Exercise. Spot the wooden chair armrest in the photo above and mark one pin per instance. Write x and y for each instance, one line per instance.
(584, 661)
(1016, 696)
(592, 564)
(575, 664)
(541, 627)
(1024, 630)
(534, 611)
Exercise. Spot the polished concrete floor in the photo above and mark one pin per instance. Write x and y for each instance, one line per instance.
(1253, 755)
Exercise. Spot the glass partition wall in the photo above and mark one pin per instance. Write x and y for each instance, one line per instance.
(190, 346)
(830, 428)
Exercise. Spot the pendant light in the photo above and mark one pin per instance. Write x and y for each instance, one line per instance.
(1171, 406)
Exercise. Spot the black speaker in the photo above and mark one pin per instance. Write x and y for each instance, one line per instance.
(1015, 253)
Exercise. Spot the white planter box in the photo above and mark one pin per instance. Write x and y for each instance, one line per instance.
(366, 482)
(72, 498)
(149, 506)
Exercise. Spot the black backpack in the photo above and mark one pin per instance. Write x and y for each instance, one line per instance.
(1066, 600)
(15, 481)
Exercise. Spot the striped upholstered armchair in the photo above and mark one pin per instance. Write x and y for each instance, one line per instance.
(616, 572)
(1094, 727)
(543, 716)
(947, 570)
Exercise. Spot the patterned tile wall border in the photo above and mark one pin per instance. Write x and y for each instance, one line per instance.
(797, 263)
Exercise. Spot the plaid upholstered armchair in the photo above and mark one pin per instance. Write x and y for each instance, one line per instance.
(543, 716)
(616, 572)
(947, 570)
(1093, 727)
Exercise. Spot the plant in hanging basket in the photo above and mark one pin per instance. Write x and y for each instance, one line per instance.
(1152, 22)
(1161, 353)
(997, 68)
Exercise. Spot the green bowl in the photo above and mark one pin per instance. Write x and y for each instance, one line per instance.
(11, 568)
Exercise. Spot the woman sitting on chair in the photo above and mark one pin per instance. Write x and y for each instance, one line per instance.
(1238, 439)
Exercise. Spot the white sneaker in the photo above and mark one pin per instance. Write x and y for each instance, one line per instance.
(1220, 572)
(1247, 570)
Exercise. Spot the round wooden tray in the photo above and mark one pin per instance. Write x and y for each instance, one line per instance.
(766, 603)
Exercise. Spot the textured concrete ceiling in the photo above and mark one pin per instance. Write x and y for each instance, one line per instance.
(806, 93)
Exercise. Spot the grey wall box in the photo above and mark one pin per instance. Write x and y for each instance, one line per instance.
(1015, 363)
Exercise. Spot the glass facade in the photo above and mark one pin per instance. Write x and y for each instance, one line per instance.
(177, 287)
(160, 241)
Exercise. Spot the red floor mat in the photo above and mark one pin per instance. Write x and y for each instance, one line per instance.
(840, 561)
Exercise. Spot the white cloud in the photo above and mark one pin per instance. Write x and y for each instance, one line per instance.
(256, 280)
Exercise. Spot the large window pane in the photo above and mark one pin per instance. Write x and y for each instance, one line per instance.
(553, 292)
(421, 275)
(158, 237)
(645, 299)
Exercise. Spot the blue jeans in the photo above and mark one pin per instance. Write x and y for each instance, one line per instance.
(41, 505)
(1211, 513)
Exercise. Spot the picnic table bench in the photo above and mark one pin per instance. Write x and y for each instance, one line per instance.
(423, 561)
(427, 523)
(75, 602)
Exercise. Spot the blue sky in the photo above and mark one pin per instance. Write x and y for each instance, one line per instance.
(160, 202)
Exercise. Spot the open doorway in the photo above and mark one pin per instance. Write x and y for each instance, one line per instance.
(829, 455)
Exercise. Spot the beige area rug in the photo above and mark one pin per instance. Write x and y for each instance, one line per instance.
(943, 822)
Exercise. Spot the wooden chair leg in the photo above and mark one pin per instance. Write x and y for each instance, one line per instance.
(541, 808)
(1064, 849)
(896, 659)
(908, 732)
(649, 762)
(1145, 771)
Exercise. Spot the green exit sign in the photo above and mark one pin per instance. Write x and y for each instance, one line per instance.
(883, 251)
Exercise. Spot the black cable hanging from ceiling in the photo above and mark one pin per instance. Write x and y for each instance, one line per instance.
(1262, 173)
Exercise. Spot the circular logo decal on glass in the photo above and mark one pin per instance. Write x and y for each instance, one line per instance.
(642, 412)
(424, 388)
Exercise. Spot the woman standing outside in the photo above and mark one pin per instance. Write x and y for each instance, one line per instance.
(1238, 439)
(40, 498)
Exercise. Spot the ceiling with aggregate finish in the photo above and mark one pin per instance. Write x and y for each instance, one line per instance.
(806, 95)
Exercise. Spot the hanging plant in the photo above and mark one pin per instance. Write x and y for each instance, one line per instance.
——
AIM OF THE TASK: Can you reproduce every item above word for word, changing nothing?

SOLUTION BELOW:
Exercise. Spot the wooden chair armrest in the photo above and mark one pin per instance. Write x and y for each instance, one line per instance.
(584, 661)
(1016, 696)
(592, 564)
(575, 664)
(541, 627)
(1024, 630)
(534, 611)
Exercise. Spot the polished concrete floor in the photo above and mark one pin per instance. Write x and y for each instance, one line per instance.
(1253, 755)
Exercise. Spot the glass partition wall in the photo above and mark one pin per instance. Write x and y for each instance, one line per instance.
(190, 346)
(830, 428)
Exercise. Spot the pendant light in the photo above and mark one pin per instance. Write x and y for each instance, one line per instance.
(1171, 406)
Exercise. Spot the black speaker in the photo above and mark one pin per instance. Write x and y for each instance, one line per instance.
(1015, 253)
Exercise. Spot the white planter box in the photo above and mark one pin per instance. Write x and y for each instance, one line per instance.
(366, 482)
(72, 498)
(149, 506)
Exercise. Spot the black backpack in the photo above and mark one pin per instance. Write x and y for each instance, one line per instance.
(1066, 600)
(15, 481)
Exercise. Spot the striped upholstered armchair in the photo above and mark one pin per instance. Write x and y for each instance, one line per instance.
(616, 572)
(1094, 727)
(543, 716)
(947, 570)
Exercise. Spot the patterned tile wall border in the photo above and mark one pin per instance. Write x and y for each instance, one line per instance.
(797, 263)
Exercise. Spot the plaid upholstered armchair in the photo above and mark one pin per instance. Write x and y for each instance, one line per instance.
(543, 716)
(616, 572)
(947, 570)
(1093, 727)
Exercise. Spot the plant in hanging basket in the photo above and mark one pin per instance. Write x and y for each instance, one line per instance.
(1152, 22)
(1161, 353)
(997, 68)
Exercise. Spot the green bowl in the photo above and mark one pin per instance. Write x and y for each instance, one line per instance.
(11, 568)
Exercise. Spot the woman sitting on chair in the photo above and mark one pin per instance. Write x and y for each instance, one line per instance.
(1238, 439)
Exercise. Spot the white sneaker in the photo above and mark one pin per instance. Write x and y for each instance, one line per instance.
(1220, 572)
(1247, 570)
Exercise. Spot the round wooden tray in the photo above and mark one pin per instance. Write x and y for each instance, one line per instance.
(766, 603)
Exercise. Spot the textured concrete ceiling in the photo above and mark one pin per instance. Write x and y for each instance, one line per instance.
(806, 93)
Exercise. Spot the grey wall box in the photo above and mark one pin per instance. Write x and y for each instance, one line per instance.
(1015, 363)
Exercise. Spot the glass facade in the photo above and mark one pin per instance. Write x and y for each instance, one line per instance.
(177, 287)
(160, 241)
Exercise. Spot the red floor mat in the photo above and mark one pin per instance. Write x and y for each instance, one line per instance.
(840, 561)
Exercise. Spot the white cloud in the photo above and mark one pin per instance. Write x and y for each instance, one line per instance.
(256, 280)
Exercise. Spot the large window pane in the photo above and mark one pin per instance. Write x and y for each instance, one line per instance.
(553, 292)
(421, 275)
(158, 237)
(645, 299)
Exercise. Spot the blue jeans in the photo above and mark one pin per instance. Write x and y for each instance, one line per instance.
(41, 505)
(1211, 513)
Exercise. Spot the picnic table bench in the photo above and mark one pin per instance. Write x and y for each instance, one line per instance.
(423, 561)
(427, 523)
(75, 602)
Exercise. Spot the blue sky in the photo above and mark one pin per instance. Write x and y for each instance, one line per instance.
(160, 202)
Exercise. Spot the open doorway in the photo above and mark one pin per instance. Write x and y for each instance, one line per instance.
(829, 455)
Exercise. Spot the beige area rug in the photo above and mark one pin per instance. Write x and y for each instance, one line per instance.
(943, 822)
Exercise. Spot the wooden chair leg in the photo above and mark one pin per instance. Write x and y for each instance, one line per instance.
(541, 808)
(1064, 849)
(896, 659)
(908, 732)
(649, 762)
(1145, 771)
Exercise. Spot the green exit sign in the photo above and mark one pin per instance. Write x and y for each instance, one line per instance.
(883, 251)
Exercise. Spot the black cable hanging from ceiling in the photo above and mark one pin per instance. Write x and y for each instance, one line per instance.
(1262, 173)
Exercise. Spot the circular logo decal on glass in the photo above and mark one pin per instance. Write x and y for each instance, one line per instance.
(642, 412)
(424, 388)
Exercise. Spot the woman standing outside in the photo above and mark one pin per instance. Write x and y for each instance, one line per instance.
(1238, 439)
(40, 498)
Exercise. Spot the ceiling with aggregate finish in the photo above and mark one pin per instance. Write x and y for each instance, one line per instance.
(806, 95)
Exercise. Spot the hanging plant in the photo above and mark one pin per instance. Write x and y for each instance, one line per instance.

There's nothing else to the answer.